Rewrite all lines of the data below, substituting "with one point" for every occurrence of "with a single point" and leaving everything else unchanged. Omit the pictures from your answer.
━━━ Data in this exercise
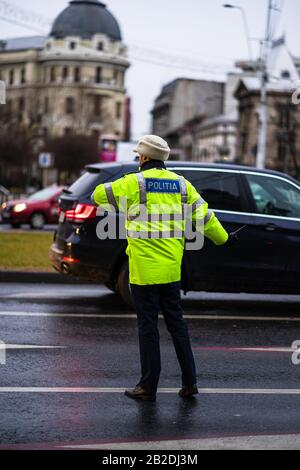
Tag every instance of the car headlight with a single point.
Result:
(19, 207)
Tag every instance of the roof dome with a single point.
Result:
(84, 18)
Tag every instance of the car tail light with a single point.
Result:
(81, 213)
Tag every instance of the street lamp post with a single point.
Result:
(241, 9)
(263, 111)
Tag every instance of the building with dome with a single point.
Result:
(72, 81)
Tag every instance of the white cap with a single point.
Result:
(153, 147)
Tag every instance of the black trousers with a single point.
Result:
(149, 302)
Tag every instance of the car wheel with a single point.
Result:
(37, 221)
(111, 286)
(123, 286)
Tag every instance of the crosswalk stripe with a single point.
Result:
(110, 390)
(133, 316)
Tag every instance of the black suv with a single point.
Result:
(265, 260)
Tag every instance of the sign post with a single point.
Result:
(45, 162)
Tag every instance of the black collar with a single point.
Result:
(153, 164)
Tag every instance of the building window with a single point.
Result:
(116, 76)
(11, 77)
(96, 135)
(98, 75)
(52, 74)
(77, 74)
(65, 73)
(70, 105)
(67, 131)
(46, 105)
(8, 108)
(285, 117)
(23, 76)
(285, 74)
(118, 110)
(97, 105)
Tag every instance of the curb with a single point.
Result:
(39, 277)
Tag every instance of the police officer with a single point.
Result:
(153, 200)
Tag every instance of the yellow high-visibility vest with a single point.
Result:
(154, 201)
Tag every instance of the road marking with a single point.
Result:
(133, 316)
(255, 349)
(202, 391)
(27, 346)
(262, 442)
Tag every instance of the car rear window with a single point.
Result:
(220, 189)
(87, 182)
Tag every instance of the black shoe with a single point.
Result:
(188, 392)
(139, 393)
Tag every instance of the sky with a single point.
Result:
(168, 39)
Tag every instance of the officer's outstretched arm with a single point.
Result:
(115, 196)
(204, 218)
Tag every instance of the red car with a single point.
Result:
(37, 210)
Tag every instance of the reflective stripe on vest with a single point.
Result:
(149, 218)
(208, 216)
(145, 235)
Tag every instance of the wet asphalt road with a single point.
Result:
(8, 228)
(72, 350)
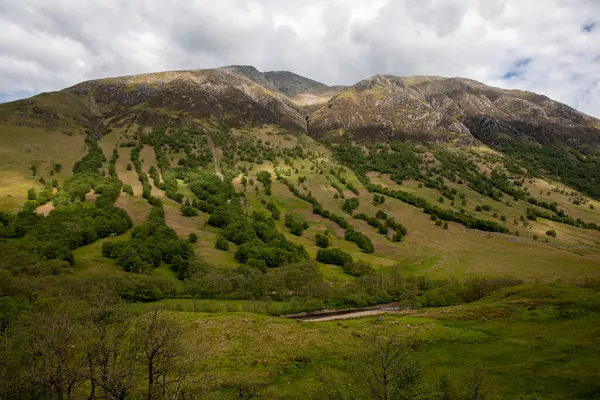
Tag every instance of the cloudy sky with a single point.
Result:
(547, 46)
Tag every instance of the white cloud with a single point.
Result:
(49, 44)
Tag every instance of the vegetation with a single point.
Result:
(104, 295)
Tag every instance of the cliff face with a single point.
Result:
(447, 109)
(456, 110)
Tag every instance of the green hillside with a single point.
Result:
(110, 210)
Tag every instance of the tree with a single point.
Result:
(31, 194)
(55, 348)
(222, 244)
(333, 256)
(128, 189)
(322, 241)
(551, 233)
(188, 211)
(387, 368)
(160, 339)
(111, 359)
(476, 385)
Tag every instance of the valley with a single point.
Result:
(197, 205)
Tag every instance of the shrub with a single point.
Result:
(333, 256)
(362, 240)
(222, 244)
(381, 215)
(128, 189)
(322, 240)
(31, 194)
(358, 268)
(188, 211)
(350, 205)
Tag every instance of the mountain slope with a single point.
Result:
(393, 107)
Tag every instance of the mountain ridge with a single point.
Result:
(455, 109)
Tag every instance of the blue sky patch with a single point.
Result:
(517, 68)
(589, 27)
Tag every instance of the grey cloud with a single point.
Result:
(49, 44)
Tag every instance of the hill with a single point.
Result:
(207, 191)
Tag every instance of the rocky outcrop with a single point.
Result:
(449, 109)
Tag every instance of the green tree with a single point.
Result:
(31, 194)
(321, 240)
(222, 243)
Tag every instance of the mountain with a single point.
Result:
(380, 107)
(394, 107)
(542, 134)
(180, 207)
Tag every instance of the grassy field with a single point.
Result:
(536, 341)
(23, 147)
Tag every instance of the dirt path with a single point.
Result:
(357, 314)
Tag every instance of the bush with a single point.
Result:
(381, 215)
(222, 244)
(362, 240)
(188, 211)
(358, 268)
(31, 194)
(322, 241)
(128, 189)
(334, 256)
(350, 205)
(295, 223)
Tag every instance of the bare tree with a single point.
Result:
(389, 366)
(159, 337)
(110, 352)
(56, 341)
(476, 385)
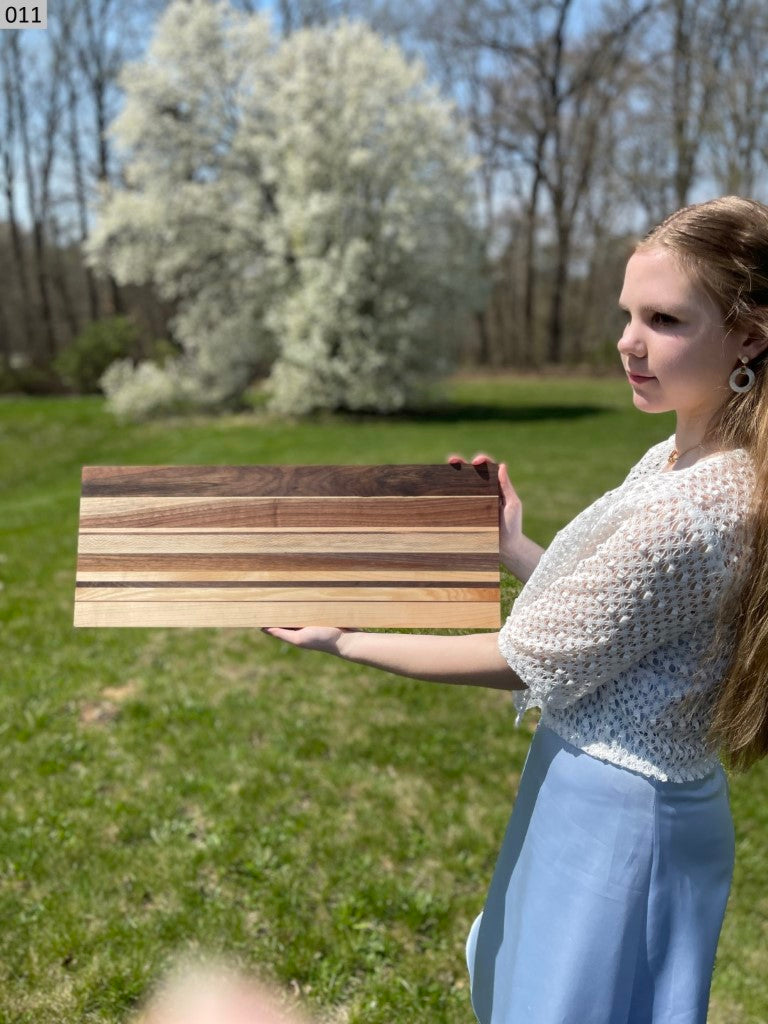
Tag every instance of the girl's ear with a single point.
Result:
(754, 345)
━━━━━━
→ Expected answer:
Tag every instance of the car headlight with one point.
Result:
(19, 207)
Tag every instance of the roof dome with one point.
Result:
(84, 18)
Tag every instance of the car tail light with one point.
Result:
(81, 213)
Tag every instance of the street lamp post with one point.
Result:
(241, 9)
(263, 111)
Tag every instance of the building with dome with one point.
Result:
(72, 81)
Tag every instance of the white cap with one point.
Result:
(153, 147)
Tag every instance of the black trousers with one point.
Result:
(149, 302)
Tag every instance of the car wheel with one point.
Result:
(37, 221)
(111, 286)
(123, 286)
Tag every instance of the crosswalk stripe with one point.
Result:
(110, 390)
(133, 316)
Tag every instance of the black suv with one point.
Result:
(265, 260)
Tag every instance of the sign post with one point.
Result:
(45, 162)
Tag every instance of the black collar with one point.
Result:
(153, 164)
Tag every instance of the building window with one point.
Result:
(116, 76)
(11, 77)
(96, 135)
(98, 75)
(52, 74)
(77, 74)
(65, 73)
(70, 105)
(67, 131)
(46, 105)
(8, 108)
(285, 117)
(23, 76)
(285, 74)
(118, 110)
(97, 105)
Tag every instance of the curb with one point.
Result:
(39, 277)
Tag every instance of the police officer with one point.
Result:
(153, 200)
Tag every instance of the yellow high-visibility vest with one point.
Result:
(154, 201)
Tag every instance of the road marking with one point.
Result:
(133, 316)
(255, 349)
(202, 391)
(27, 346)
(262, 442)
Tag every instance of the car rear window with one point.
Result:
(220, 189)
(87, 182)
Tag every instance of the black shoe with one point.
Result:
(188, 392)
(139, 393)
Tag every instance of the sky with one point.
Result:
(168, 39)
Tag every instance of the officer's outstretched arm with one point.
Result:
(115, 196)
(204, 218)
Tag every instance of the red car with one point.
Result:
(37, 210)
Tag every instance of the reflective stripe on vest with one point.
Result:
(149, 218)
(208, 216)
(145, 235)
Tag every instance of the wet asphalt road with one point.
Result:
(8, 228)
(72, 350)
Tag every instance of the cloudy sky with one point.
Result:
(547, 46)
Tag every instance of the white cloud with one point.
Result:
(49, 44)
Tag every instance of the vegetation with one point.
Result:
(104, 295)
Tag every instance of the cliff face with one point.
Result:
(447, 109)
(456, 110)
Tag every instance of the green hillside with one point.
Result:
(110, 210)
Tag every instance of the tree with one point.
Result:
(31, 194)
(55, 348)
(222, 244)
(333, 256)
(128, 189)
(322, 241)
(551, 233)
(188, 211)
(387, 368)
(160, 339)
(111, 359)
(476, 385)
Tag every instance of the valley with one point.
Result:
(197, 205)
Tag every instance of the shrub with one point.
Result:
(333, 256)
(362, 240)
(222, 244)
(381, 215)
(128, 189)
(322, 240)
(31, 194)
(358, 268)
(188, 211)
(350, 205)
Tag every instance of the mountain slope with one point.
Result:
(393, 107)
Tag every instance of the mountain ridge with one point.
Result:
(455, 109)
Tag every instance of the blue sky patch with one point.
Result:
(517, 68)
(589, 27)
Tag every instance of the grey cloud with one point.
Result:
(49, 44)
Tag every instance of the hill with one point.
Result:
(207, 191)
Tag every instance of the rocky outcrop with one point.
Result:
(449, 109)
Tag every instance of the green tree with one point.
Result:
(31, 194)
(321, 240)
(222, 243)
Tag every instance of the mountain with one point.
Result:
(380, 107)
(394, 107)
(542, 134)
(180, 207)
Tag every instance of the grassy field with one point.
Result:
(536, 341)
(23, 147)
Tag every instance of the dirt path with one point.
Result:
(357, 314)
Tag every instance of the bush with one point.
Result:
(381, 215)
(222, 244)
(362, 240)
(188, 211)
(358, 268)
(31, 194)
(322, 241)
(128, 189)
(334, 256)
(350, 205)
(295, 223)
Tag every instance of the bare tree with one point.
Result:
(389, 366)
(159, 337)
(110, 352)
(56, 341)
(476, 385)
Tag every instance of the girl's ear with one point.
Result:
(754, 345)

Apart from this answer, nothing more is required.